TAREA POR HACER:
Cambia "soil" por "sand" al reescribir los datos desde el principio hasta la línea que contiene "left=214, top=161, right=351, bottom=273", incluida esta, sin alterar nada más.

━━ DATOS DEL EJERCICIO ━━

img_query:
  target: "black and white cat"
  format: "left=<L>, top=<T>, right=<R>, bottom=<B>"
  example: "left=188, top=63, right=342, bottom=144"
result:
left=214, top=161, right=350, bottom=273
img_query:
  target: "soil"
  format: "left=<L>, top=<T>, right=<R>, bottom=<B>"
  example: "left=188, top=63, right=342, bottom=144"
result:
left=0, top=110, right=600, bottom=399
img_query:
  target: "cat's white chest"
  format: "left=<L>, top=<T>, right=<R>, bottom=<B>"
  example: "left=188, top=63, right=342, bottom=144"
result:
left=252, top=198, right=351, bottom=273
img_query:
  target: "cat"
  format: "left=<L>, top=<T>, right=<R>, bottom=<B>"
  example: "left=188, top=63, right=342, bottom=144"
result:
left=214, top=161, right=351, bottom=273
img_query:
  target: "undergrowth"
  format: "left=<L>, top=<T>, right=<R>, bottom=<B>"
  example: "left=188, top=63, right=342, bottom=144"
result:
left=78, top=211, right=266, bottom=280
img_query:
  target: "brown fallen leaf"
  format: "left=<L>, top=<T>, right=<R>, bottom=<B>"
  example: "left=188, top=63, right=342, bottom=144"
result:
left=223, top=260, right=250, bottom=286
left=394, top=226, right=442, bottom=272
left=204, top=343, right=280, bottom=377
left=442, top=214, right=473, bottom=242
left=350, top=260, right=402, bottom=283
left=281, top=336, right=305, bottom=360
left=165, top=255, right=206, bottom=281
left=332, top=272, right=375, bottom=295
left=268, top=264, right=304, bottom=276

━━━

SOLUCIÓN DEL EJERCICIO:
img_query:
  target: "black and white cat"
  format: "left=<L>, top=<T>, right=<R>, bottom=<B>"
  example: "left=188, top=63, right=342, bottom=144"
result:
left=214, top=161, right=350, bottom=273
img_query:
  target: "sand"
  format: "left=<L>, top=<T>, right=<R>, bottom=<B>"
  example: "left=188, top=63, right=342, bottom=144"
result:
left=0, top=110, right=600, bottom=399
img_query:
  target: "cat's white chest"
  format: "left=<L>, top=<T>, right=<R>, bottom=<B>"
  example: "left=188, top=63, right=342, bottom=144"
result:
left=252, top=198, right=351, bottom=273
img_query:
  target: "cat"
  format: "left=<L>, top=<T>, right=<R>, bottom=<B>"
  example: "left=188, top=63, right=342, bottom=144"
result:
left=214, top=161, right=351, bottom=273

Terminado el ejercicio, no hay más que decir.